Istruzioni:
Prosegui il testo riportato più sotto sui criteri diagnostici della sindrome fibromialgica, partendo dopo la sua ultima frase.

Testo da analizzare:

□ □ □

Il termine di fibromialgia o meglio di sindrome fibromialgica, è stato attribuito dai reumatologi ad un insieme di sintomi che tendevano a presentarsi insieme in un numero non trascurabile di pazienti. La prima guida alla diagnosi risale al 1990 a cura dell’American College of Rheumatology: la diagnosi era probabile se il paziente presentava un dolore cronico in almeno 11 su 18 punti dolorosi individuati in ambedue i lati del corpo a livello del tronco, del collo e degli arti sempre che il dolore non fosse dovuto ad altre malattie. Questi criteri diagnostici tuttavia erano legati alla abilità dell’esaminatore e non tenevano conto di altri frequenti sintomi presenti in quei pazienti ovvero la stanchezza, i disturbi del sonno e disturbi cognitivi (memoria e pensiero).

Nel 2010 l’American College ha proposto nuovi criteri diagnostici meno influenzati dall’esaminatore: la diagnosi viene effettuata sulla base della presenza e della intensità del dolore in 18 regioni corporee e della gravità degli altri sintomi (stanchezza e disturbi del sonno, disturbi cognitivi): dolori e sintomi debbono persistere da almeno tre mesi e devono essere escluse altre diagnosi.

□ □ □

Dati estratti:
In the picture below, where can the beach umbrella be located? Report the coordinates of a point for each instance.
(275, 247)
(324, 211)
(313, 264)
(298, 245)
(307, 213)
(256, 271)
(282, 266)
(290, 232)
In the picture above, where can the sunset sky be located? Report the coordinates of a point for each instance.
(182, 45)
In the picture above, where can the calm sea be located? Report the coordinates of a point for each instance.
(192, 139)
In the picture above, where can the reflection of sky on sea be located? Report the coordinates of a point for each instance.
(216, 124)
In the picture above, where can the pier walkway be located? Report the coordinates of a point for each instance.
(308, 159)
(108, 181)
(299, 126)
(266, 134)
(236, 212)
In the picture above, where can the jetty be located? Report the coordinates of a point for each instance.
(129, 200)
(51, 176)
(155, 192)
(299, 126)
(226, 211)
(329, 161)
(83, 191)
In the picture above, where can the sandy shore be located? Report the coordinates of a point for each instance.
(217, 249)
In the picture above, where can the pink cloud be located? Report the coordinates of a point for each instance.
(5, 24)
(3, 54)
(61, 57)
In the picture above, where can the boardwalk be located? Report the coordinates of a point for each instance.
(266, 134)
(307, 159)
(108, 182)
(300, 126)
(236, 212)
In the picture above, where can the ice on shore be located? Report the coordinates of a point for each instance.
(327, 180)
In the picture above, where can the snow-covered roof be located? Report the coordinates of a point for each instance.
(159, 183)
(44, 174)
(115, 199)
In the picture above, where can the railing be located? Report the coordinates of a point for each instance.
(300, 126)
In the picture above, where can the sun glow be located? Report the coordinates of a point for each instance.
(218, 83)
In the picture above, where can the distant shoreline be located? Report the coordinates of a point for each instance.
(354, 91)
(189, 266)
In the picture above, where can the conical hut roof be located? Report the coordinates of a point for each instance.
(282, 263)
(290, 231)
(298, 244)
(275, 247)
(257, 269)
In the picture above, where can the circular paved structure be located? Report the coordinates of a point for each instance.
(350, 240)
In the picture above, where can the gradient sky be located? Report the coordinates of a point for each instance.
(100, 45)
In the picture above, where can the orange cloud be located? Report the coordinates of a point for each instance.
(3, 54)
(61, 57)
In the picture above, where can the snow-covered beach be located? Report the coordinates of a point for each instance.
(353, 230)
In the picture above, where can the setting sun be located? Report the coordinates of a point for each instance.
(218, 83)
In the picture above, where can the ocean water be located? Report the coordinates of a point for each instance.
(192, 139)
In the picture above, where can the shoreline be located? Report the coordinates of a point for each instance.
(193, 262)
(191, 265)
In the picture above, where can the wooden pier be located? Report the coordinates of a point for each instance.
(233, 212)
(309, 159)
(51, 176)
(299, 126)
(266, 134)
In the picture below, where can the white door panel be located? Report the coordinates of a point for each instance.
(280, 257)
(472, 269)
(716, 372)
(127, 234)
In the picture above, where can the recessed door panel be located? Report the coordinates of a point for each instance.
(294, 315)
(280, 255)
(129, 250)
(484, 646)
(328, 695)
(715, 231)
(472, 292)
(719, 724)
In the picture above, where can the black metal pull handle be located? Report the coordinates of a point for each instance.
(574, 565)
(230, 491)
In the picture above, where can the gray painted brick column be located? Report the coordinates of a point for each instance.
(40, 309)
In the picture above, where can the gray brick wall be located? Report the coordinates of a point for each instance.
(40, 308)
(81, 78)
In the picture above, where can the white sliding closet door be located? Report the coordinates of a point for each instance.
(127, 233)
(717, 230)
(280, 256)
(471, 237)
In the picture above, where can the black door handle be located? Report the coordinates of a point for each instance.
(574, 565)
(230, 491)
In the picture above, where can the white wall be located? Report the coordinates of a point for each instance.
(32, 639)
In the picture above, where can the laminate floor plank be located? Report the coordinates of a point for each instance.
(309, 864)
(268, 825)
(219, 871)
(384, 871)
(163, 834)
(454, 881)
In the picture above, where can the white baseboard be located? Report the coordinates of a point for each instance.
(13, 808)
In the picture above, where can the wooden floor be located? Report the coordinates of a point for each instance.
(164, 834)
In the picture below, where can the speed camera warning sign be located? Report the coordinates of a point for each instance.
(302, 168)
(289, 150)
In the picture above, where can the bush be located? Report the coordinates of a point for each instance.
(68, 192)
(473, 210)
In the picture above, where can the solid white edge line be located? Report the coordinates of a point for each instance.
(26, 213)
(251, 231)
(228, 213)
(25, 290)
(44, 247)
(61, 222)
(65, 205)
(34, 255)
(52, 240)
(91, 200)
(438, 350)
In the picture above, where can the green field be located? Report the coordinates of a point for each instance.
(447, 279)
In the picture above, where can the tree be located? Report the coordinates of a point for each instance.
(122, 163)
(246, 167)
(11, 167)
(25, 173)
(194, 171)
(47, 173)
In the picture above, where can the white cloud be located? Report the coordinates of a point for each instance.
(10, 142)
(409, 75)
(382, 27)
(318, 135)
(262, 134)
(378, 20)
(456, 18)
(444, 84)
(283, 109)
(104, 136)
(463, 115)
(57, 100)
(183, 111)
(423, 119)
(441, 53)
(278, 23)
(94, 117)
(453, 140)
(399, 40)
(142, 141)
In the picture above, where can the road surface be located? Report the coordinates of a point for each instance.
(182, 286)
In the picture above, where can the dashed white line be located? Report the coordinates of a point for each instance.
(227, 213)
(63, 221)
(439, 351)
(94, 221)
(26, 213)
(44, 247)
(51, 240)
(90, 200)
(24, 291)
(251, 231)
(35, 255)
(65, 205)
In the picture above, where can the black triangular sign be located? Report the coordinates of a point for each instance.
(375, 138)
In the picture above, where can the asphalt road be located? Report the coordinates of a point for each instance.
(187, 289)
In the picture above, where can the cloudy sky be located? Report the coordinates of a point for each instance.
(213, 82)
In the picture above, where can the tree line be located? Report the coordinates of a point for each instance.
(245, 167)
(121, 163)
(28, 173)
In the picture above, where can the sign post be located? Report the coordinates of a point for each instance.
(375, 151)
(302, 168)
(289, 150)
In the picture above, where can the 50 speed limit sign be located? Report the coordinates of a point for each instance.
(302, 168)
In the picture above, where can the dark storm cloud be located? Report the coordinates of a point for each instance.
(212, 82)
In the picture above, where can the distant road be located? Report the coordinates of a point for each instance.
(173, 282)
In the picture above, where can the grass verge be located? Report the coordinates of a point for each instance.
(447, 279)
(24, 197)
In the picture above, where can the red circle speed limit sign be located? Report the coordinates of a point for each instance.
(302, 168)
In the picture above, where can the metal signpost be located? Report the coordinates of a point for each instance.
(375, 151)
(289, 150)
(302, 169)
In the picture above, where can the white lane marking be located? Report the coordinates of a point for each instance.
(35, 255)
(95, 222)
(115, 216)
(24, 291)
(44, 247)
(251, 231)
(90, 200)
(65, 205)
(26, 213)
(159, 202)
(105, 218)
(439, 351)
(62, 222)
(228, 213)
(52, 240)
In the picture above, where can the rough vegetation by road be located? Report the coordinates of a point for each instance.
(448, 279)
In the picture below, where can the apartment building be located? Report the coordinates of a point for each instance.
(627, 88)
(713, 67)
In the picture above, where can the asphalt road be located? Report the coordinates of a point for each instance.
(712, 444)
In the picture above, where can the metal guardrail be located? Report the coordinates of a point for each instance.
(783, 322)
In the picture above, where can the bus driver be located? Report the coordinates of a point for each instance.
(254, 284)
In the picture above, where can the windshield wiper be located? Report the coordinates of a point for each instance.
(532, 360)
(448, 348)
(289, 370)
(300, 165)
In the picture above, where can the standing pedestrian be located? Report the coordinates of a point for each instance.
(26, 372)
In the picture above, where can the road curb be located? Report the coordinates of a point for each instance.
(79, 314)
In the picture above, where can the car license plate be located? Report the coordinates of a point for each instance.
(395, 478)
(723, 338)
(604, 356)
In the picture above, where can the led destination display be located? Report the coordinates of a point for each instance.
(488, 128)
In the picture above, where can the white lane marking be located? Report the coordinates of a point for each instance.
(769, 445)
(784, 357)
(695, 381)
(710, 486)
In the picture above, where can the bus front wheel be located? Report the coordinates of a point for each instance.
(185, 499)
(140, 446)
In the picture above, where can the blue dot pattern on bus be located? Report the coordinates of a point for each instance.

□ □ □

Risposta:
Cosa conosciamo di questa sindrome
Non conosciamo le cause della fibromialgia e non siamo in grado neppure di prevederne il decorso; non sono state evidenziate anomalie strutturali e o funzionali dei tessuti muscolo tendinei, ma sono state rivelate anomalie nella percezione ed elaborazione degli stimoli dolorosi in questi pazienti: secondo alcune ricerche si tratterebbe in particolare di una amplificazione del segnale doloroso. La prevalenza della fibromialgia è del 2,1% in Germania, e del 6,4% in Minnesota (USA); essa interessa più le donne che gli uomini e si manifesta più frequentemente oltre i 60 anni di età.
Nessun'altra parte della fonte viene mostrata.